▸ Source:
Extract Table#

class sycamore.transforms.extract_table.CachedTextractTableExtractor(s3_cache_location, run_full_textract: bool = False, s3_textract_upload_path: str = '', profile_name: str | None = None, region_name: str | None = None, kms_key_id: str = '')[source]#

Bases: TextractTableExtractor

Extends TextractTableExtractor with S3 based cache support for raw Textract results.

CachedTextractTableExtractor overrides the 'get_textract_result' method by doing the following:
  1. if cache hit for current document, get from cache and return, otherwise continue

  2. if run_full_textract is enabled, call textractor on the whole document and go to step 4

3. else clip pages which contain tables and run table extraction using textractor 5. update cache accordingly based on textractor result and return result

class sycamore.transforms.extract_table.MissingS3UploadPath[source]#

Bases: Exception

Raised when an S3 upload path is needed but one wasn't provided

class sycamore.transforms.extract_table.TextractTableExtractor(profile_name: str | None = None, region_name: str | None = None, kms_key_id: str = '', s3_upload_root: str = '')[source]#

Bases: TableExtractor

TextractTableExtractor utilizes Amazon Textract to extract tables from documents.

▸ Jobs:
1) Using the table extraction documentation, decide whether each statement agrees with it: (a) CachedTextractTableExtractor builds on TextractTableExtractor; (b) MissingS3UploadPath is raised when a KMS key ID is missing; (c) TextractTableExtractor relies on Amazon Textract to pull tables from documents. For each, answer yes or no and quote the deciding words.
2) Extend the table extraction documentation with a short paragraph that follows its last sentence.

▸ Supplied entries:
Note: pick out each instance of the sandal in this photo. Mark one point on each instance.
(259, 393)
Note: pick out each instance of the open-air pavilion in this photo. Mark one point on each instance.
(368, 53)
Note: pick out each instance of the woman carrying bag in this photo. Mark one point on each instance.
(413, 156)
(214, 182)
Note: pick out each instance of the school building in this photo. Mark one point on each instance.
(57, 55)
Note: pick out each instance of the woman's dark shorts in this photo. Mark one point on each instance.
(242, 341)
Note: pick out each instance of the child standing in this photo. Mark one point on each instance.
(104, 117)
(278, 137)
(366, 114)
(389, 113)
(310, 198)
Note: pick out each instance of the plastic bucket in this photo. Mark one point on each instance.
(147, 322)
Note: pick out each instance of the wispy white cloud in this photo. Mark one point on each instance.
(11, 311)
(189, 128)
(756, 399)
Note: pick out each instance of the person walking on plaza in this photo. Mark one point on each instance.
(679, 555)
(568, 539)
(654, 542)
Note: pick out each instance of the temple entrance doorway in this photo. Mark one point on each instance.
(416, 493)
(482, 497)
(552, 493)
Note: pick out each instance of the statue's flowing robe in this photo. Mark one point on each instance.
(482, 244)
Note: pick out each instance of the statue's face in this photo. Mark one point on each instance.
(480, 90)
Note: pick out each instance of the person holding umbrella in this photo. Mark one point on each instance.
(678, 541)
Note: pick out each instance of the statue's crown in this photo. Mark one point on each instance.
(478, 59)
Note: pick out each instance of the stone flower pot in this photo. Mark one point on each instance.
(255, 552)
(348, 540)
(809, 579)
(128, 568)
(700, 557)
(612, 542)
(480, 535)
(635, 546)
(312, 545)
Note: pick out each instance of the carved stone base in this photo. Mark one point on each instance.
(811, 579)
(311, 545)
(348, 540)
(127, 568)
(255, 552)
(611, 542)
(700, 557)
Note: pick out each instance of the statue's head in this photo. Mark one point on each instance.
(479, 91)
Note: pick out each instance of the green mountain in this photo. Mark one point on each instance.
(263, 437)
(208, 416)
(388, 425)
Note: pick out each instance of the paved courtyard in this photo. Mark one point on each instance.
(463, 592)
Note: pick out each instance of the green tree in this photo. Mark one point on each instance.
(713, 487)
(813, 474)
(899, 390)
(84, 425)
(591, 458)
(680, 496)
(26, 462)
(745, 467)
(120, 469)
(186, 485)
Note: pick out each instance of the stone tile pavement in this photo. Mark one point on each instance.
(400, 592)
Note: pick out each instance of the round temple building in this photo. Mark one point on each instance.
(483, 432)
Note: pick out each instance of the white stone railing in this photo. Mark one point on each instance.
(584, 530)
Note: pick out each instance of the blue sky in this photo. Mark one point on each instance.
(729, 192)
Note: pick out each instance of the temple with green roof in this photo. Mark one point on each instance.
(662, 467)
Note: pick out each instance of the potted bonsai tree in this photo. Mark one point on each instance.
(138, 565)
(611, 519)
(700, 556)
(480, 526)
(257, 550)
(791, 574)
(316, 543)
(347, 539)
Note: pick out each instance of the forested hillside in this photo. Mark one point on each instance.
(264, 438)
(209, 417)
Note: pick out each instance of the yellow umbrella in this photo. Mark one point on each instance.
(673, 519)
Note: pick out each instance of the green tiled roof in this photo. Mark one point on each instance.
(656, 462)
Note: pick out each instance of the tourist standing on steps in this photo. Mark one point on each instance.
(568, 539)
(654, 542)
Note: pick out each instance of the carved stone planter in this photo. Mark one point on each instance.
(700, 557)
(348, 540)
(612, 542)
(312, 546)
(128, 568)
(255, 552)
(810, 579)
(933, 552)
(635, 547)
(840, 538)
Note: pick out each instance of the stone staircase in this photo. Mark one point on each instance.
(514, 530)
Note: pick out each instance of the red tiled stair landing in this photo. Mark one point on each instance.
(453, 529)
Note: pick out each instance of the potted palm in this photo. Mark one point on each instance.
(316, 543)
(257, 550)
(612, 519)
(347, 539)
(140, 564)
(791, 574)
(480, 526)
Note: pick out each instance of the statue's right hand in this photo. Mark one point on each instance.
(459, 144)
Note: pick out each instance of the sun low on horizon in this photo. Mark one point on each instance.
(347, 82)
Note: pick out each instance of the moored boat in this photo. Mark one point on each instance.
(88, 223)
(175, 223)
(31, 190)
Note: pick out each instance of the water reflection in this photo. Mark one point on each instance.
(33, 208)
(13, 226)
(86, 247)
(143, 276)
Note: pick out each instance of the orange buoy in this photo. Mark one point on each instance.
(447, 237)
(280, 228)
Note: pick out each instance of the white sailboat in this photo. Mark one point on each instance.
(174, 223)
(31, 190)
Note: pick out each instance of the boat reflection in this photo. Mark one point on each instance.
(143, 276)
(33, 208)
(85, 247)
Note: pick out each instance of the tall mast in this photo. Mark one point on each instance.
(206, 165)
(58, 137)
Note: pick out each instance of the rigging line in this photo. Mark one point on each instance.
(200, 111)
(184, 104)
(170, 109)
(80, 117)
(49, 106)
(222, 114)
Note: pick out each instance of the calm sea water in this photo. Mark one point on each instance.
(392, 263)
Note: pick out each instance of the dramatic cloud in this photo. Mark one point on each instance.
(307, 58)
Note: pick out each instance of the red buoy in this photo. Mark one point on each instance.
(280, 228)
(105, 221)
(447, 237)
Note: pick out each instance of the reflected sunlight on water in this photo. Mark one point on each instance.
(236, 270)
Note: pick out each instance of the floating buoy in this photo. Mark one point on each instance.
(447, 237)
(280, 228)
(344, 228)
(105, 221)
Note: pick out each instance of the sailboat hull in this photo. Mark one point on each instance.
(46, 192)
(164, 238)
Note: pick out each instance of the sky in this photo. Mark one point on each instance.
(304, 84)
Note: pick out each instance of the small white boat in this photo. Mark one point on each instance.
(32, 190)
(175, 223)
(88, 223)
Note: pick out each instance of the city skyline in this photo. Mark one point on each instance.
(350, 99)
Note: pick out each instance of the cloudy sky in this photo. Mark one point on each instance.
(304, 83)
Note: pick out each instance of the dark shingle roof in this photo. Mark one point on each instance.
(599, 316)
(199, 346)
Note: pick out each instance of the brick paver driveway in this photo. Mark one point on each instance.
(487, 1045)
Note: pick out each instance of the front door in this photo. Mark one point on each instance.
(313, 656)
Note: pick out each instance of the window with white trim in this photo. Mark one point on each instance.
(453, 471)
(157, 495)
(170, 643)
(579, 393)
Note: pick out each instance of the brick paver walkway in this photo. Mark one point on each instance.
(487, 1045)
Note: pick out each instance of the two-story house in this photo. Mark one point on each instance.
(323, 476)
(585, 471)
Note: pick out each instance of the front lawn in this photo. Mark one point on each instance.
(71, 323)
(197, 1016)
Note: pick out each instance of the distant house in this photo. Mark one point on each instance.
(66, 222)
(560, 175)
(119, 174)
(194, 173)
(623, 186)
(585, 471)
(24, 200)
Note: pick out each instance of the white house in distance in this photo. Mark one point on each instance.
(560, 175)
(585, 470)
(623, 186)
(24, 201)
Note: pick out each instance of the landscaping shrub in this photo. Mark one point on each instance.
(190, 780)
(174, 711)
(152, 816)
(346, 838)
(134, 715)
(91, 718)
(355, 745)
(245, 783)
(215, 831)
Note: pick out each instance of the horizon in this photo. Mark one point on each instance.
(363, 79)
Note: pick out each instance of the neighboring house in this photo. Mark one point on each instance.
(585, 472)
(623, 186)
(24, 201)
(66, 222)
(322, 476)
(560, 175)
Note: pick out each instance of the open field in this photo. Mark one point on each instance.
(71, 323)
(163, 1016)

▸ Results:
1)
(a) Yes: "Bases: TextractTableExtractor"
(b) No: "Raised when an S3 upload path is needed but one wasn't provided"
(c) Yes: "TextractTableExtractor utilizes Amazon Textract to extract tables from documents."

2)
This class inherits from TableExtractor and is designed for extracting tables from documents using Amazon Textract, a cloud-based document text and data extraction service from AWS.

Parameters:
  • profile_name -- The AWS profile name to use for authentication. Default is None.

  • region_name -- The AWS region name where the Textract service is available.

  • kms_key_id -- The AWS Key Management Service (KMS) key ID for encryption.

Example

table_extractor = TextractTableExtractor(profile_name="my-profile", region_name="us-east-1")

context = sycamore.init()
pdf_docset = context.read.binary(paths, binary_format="pdf")
    .partition(partitioner=UnstructuredPdfPartitioner(), table_extractor=table_extractor)